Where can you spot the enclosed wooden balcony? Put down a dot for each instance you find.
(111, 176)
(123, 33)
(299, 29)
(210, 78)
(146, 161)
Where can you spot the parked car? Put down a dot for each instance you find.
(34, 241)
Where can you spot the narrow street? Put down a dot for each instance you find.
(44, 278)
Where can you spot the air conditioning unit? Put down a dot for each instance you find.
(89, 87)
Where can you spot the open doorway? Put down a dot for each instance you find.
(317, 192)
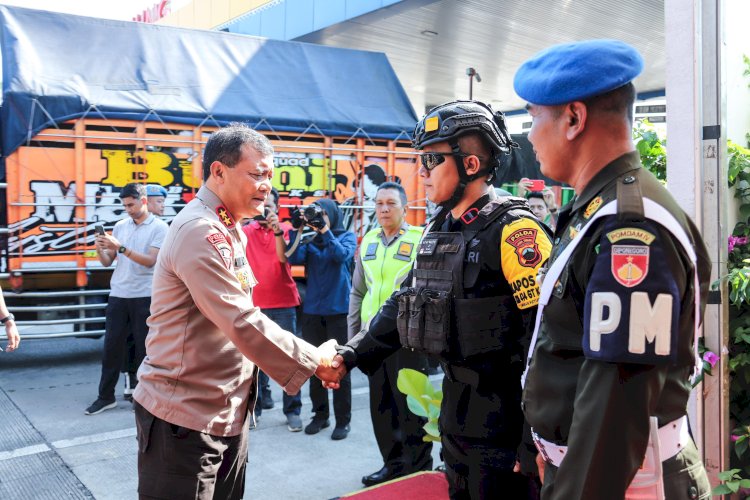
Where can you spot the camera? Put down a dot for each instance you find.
(311, 215)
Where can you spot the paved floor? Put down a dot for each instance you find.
(50, 450)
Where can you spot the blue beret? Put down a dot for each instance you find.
(576, 71)
(155, 190)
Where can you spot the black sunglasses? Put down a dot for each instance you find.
(432, 160)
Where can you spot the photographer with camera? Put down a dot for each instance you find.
(327, 258)
(276, 293)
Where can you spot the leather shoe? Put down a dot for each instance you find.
(381, 476)
(316, 425)
(340, 432)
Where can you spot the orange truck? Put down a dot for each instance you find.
(137, 106)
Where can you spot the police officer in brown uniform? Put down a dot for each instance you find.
(469, 299)
(608, 384)
(207, 339)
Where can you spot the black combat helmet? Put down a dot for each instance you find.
(449, 121)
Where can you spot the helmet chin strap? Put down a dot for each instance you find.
(463, 179)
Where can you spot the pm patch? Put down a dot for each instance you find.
(629, 264)
(404, 251)
(631, 312)
(220, 243)
(527, 250)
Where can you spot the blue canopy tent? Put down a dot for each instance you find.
(58, 67)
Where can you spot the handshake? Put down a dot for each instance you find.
(331, 368)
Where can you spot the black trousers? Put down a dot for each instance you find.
(316, 330)
(179, 463)
(478, 470)
(123, 316)
(398, 431)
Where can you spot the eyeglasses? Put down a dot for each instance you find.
(432, 160)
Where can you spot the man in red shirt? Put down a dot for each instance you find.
(276, 293)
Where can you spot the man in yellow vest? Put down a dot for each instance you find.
(385, 258)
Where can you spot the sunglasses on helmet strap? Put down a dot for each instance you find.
(432, 160)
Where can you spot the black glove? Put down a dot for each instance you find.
(317, 222)
(296, 218)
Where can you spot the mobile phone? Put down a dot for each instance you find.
(536, 185)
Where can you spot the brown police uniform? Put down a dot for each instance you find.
(205, 344)
(598, 373)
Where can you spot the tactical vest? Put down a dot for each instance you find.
(450, 310)
(385, 267)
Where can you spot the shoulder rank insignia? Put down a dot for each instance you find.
(527, 251)
(220, 243)
(404, 251)
(593, 207)
(372, 250)
(630, 233)
(225, 217)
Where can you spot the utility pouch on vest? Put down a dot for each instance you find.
(482, 324)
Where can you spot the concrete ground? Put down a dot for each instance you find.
(50, 450)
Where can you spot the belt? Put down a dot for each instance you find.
(673, 437)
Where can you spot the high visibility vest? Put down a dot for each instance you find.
(385, 267)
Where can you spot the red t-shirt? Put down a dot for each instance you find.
(276, 287)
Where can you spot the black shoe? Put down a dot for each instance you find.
(99, 406)
(381, 476)
(340, 432)
(267, 402)
(316, 425)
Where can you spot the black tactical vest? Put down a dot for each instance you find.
(460, 304)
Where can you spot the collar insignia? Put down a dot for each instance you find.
(225, 217)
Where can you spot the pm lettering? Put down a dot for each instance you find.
(647, 322)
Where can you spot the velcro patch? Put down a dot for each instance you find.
(220, 243)
(631, 311)
(404, 251)
(631, 233)
(524, 242)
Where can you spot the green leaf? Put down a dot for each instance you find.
(415, 406)
(432, 429)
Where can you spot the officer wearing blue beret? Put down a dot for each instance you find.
(608, 382)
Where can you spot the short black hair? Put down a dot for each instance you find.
(225, 145)
(618, 101)
(133, 190)
(396, 187)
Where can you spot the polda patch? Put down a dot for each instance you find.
(630, 264)
(527, 250)
(225, 217)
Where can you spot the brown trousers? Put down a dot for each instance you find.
(179, 463)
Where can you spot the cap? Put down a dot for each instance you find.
(155, 190)
(577, 71)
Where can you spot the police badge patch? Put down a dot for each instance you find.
(220, 243)
(629, 264)
(524, 241)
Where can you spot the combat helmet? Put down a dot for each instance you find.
(449, 121)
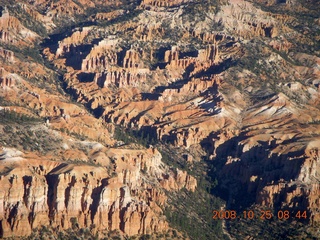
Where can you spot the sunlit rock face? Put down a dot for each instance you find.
(235, 82)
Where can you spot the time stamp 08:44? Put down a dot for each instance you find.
(261, 214)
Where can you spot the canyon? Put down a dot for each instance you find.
(125, 100)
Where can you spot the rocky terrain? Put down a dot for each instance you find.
(113, 112)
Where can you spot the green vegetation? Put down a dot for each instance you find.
(27, 20)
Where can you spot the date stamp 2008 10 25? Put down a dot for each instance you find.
(261, 214)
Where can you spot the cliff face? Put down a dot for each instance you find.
(38, 192)
(233, 82)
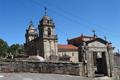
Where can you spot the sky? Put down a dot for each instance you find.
(71, 17)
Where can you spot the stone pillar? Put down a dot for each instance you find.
(90, 64)
(108, 62)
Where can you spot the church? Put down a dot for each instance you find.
(95, 53)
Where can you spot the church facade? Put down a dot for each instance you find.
(95, 53)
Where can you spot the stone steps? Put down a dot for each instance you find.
(103, 78)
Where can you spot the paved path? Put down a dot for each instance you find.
(39, 76)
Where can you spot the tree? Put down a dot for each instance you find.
(3, 48)
(15, 49)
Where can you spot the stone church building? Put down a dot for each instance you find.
(95, 53)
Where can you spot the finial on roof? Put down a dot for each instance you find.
(105, 38)
(45, 11)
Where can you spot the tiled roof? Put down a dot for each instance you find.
(67, 47)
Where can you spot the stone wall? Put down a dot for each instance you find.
(42, 67)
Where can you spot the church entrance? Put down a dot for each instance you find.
(100, 67)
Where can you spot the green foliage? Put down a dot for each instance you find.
(13, 50)
(3, 48)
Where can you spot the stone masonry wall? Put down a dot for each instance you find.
(42, 67)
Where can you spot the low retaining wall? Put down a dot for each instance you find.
(42, 67)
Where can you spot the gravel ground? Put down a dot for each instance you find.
(39, 76)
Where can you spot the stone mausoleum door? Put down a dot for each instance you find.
(99, 60)
(100, 66)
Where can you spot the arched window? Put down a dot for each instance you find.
(49, 31)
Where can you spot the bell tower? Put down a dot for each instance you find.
(49, 38)
(31, 33)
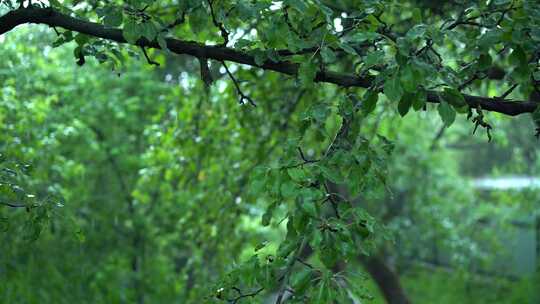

* _PROBLEM STATEMENT_
Copy out the entire listing above exactly as it stands, leaving out the pictures.

* _CORRECT RESPONSE_
Where can you spot the enclosed wooden balcony? Put down a dot for each instance you find.
(111, 176)
(123, 33)
(299, 29)
(210, 78)
(146, 161)
Where can you spot the parked car? Put down a dot for each instance you find.
(34, 241)
Where can you spot the narrow street? Put down a dot for each instance you find.
(44, 278)
Where can you spot the air conditioning unit? Put down a dot for each instance you find.
(89, 87)
Where can you spot the open doorway? Put down a dot for each instance you find.
(317, 192)
Where can you spot the camera? Put down a dot for each instance you find.
(311, 215)
Where can you spot the paved floor? Put down a dot for each instance you find.
(50, 450)
Where can you spot the blue beret? Put down a dot for each instance you find.
(576, 71)
(155, 190)
Where can you spot the black sunglasses? Put down a dot for each instance you find.
(432, 160)
Where can you spot the photographer with camera? Put down a dot for each instance you find.
(327, 258)
(276, 293)
Where can you spot the leather shoe? Put down a dot for each instance you find.
(381, 476)
(316, 425)
(340, 432)
Where can you spot the orange truck? Put down a dot for each instance you find.
(137, 106)
Where can you spot the police officer in brown uniform? Put down a dot for each instance you find.
(469, 299)
(608, 384)
(207, 339)
Where can you spot the black combat helmet? Put down a dot for each instance you find.
(449, 121)
Where can you spot the helmet chin strap? Put down a dot for each instance you find.
(463, 179)
Where can you spot the pm patch? Put down a dot for each instance you find.
(629, 264)
(404, 251)
(631, 312)
(220, 243)
(527, 250)
Where can you spot the blue canopy tent? Put down a dot for each instance you find.
(58, 67)
Where can you spot the handshake? Put down a dot for each instance you find.
(331, 368)
Where can you spot the black trousers? Put down a dot for each instance you find.
(316, 330)
(179, 463)
(478, 470)
(123, 316)
(398, 431)
Where can you spot the eyeglasses? Put down a dot for each instance you find.
(432, 160)
Where can you spot the man in red shirt? Put down a dot for each instance you find.
(276, 293)
Where can you spot the man in yellow vest? Put down a dot for each instance you find.
(385, 258)
Where can you spot the sunglasses on helmet strap? Put down a dot for each instance you find.
(432, 160)
Where can you spot the black glove? Put down a dot for each instance you find.
(317, 222)
(296, 218)
Where can you spot the mobile phone? Put down a dot for each instance you find.
(536, 185)
Where can you spot the brown police uniform? Put down a dot for each instance you find.
(205, 344)
(598, 373)
Where can you spot the tactical vest? Put down a dot for each instance you find.
(450, 310)
(385, 267)
Where can you spot the shoulder rank insignia? Put down a dot for each instance you find.
(527, 251)
(220, 243)
(404, 251)
(593, 207)
(372, 250)
(630, 233)
(225, 217)
Where can you spot the utility pouch on vest? Put down a dot for each instance you find.
(482, 324)
Where can you spot the concrete ground? Put down a dot for each instance you find.
(50, 450)
Where can you spot the belt? Put down a dot for each instance you find.
(673, 437)
Where can you spot the high visibility vest? Put down a dot for each instance you find.
(385, 267)
Where can you spot the red t-shirt? Put down a dot for each instance you find.
(276, 287)
Where can you spot the black shoe? Put down a dot for each instance you find.
(99, 406)
(381, 476)
(340, 432)
(267, 402)
(316, 425)
Where can you spot the black tactical vest? Put down a dot for each instance you find.
(460, 304)
Where can you spot the collar insignia? Put down a dot for each instance you find.
(225, 217)
Where can you spot the pm lettering? Put down a dot for each instance you find.
(647, 322)
Where can you spot the velcro patch? Put down a dot for each instance you find.
(220, 243)
(631, 311)
(404, 251)
(631, 233)
(524, 242)
Where can you spot the green leaf? Put down a dot for each instance you find.
(415, 406)
(432, 429)
Where can you spot the officer wearing blue beret? Put down a dot for each instance you find.
(608, 382)
Where can you spot the short black hair? Put down a dot for each instance you find.
(225, 145)
(618, 101)
(133, 190)
(396, 187)
Where can you spot the polda patch? Put down a dot for each instance you find.
(630, 264)
(527, 250)
(225, 217)
Where can you spot the brown trousers? Put down a dot for each instance you find.
(179, 463)
Where can you spot the cap? Put down a dot for each instance you find.
(155, 190)
(577, 71)
Where can you spot the police badge patch? Put down a dot for each instance you find.
(220, 243)
(629, 264)
(524, 241)
Where can you spot the combat helmet? Put down a dot for each instance you find.
(449, 121)
Where can you spot the sunlit rock face? Put down a dot for each instance you find.
(235, 82)
Where can you spot the time stamp 08:44? Put down a dot for each instance you find.
(261, 214)
Where can you spot the canyon? Put down a dot for each instance you find.
(125, 100)
Where can you spot the rocky terrain? Put down a dot for each instance you find.
(113, 112)
Where can you spot the green vegetation? Put down a dot for each instance you find.
(27, 20)
Where can you spot the date stamp 2008 10 25? Put down a dot for each instance you find.
(261, 214)
Where can you spot the cliff face? Put down a dot for each instance you find.
(38, 192)
(233, 82)
Where can you spot the sky? Put down a dot for each instance you find.
(71, 17)
Where can you spot the stone pillar? Put down a dot for each instance you find.
(90, 64)
(108, 62)
Where can you spot the church? Put down a dot for each instance you find.
(95, 53)
Where can you spot the church facade? Put down a dot for each instance you find.
(95, 53)
Where can you spot the stone steps? Put down a dot for each instance you find.
(103, 78)
Where can you spot the paved path? Put down a dot for each instance you find.
(39, 76)
Where can you spot the tree? Put down a dot for each instance you find.
(3, 48)
(15, 49)
Where can you spot the stone church building? Put down a dot for each instance you find.
(95, 53)
Where can you spot the finial on roof? Put down a dot for each instance you find.
(105, 38)
(45, 11)
Where can you spot the tiled roof? Put down a dot for each instance you find.
(67, 47)
Where can you spot the stone wall? Put down a dot for each instance you find.
(42, 67)
Where can you spot the church entrance? Put down a dot for each instance you find.
(100, 67)
Where can you spot the green foliage? Put down a dot for each instance you find.
(13, 50)
(3, 48)
Where can you spot the stone masonry wall? Put down a dot for each instance you find.
(42, 67)
Where can you spot the low retaining wall? Put down a dot for each instance you find.
(42, 67)
Where can you spot the gravel ground? Put down a dot for each instance you find.
(39, 76)
Where can you spot the stone mausoleum door? Put down a dot for each instance you find.
(99, 60)
(100, 66)
Where can you spot the arched window? Put down a dot for each instance you find.
(49, 31)
Where can you spot the bell tower? Put down a dot for each instance you find.
(49, 38)
(31, 33)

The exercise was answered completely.